Task details: Revise the passage on the film score's reception from "Jonathan Broxton of" up to and including "and films, respectively.", putting "church organ" in place of "pipe organ".

Page extract:
****************
In response to criticisms about the music being too overpowering and at times drowning out the dialogue, Nolan told The Hollywood Reporter: "Many of the filmmakers I’ve admired over the years have used sound in bold and adventurous ways. I don’t agree with the idea that you can only achieve clarity through dialogue. Clarity of story, clarity of emotions—I  try to achieve that in a very layered way using all the different things at my disposal—picture and sound."

Jonathan Broxton of Movie Music UK acclaimed the album, stating, "The orchestration choices, especially the stripped down ensemble and the use of the pipe organ, shows a composer not afraid to think outside the box, and find unique solutions to the musical problems his film presents, and the emotional content of the score is high, but not overwhelming", and summarised with, "It's an absolute lock for an Oscar nomination, and is one of the best scores of 2014." Tangerine Circus's guitarist Francesc Messeguer cited the score and the film as one of his top 5 favorite albums and films, respectively.
****************
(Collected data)
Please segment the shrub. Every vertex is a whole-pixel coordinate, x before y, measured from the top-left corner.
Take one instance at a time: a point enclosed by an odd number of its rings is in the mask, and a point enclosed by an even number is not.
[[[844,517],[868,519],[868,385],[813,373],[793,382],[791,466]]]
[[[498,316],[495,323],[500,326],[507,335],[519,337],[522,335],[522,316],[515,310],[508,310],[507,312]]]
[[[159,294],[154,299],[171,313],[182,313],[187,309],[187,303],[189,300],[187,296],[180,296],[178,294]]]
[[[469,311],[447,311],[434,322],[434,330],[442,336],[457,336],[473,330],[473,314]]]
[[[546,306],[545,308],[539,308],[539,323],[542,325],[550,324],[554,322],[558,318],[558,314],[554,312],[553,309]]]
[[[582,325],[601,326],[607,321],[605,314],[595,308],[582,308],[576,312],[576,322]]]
****************
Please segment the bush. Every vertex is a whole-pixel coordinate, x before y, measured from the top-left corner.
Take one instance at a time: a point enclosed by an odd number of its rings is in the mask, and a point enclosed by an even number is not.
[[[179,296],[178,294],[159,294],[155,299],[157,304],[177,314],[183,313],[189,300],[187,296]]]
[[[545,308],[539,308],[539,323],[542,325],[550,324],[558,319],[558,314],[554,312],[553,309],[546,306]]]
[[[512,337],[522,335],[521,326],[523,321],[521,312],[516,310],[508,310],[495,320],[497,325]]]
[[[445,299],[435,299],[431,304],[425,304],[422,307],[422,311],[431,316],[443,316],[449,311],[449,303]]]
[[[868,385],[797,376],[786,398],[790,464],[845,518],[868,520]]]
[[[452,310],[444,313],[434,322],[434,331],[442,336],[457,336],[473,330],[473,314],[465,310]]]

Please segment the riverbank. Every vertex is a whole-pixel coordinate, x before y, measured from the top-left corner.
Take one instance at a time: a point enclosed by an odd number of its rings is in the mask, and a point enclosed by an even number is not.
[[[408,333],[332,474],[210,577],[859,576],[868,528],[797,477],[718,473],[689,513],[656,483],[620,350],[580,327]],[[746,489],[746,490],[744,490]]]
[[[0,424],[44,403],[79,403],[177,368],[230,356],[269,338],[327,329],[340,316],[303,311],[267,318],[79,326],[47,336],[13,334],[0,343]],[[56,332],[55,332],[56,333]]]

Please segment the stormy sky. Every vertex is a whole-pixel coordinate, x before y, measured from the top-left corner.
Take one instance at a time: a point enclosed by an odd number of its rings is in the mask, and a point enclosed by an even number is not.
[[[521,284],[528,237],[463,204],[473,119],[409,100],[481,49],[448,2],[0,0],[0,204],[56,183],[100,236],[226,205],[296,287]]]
****************
Response for this exercise:
Jonathan Broxton of Movie Music UK acclaimed the album, stating, "The orchestration choices, especially the stripped down ensemble and the use of the church organ, shows a composer not afraid to think outside the box, and find unique solutions to the musical problems his film presents, and the emotional content of the score is high, but not overwhelming", and summarised with, "It's an absolute lock for an Oscar nomination, and is one of the best scores of 2014." Tangerine Circus's guitarist Francesc Messeguer cited the score and the film as one of his top 5 favorite albums and films, respectively.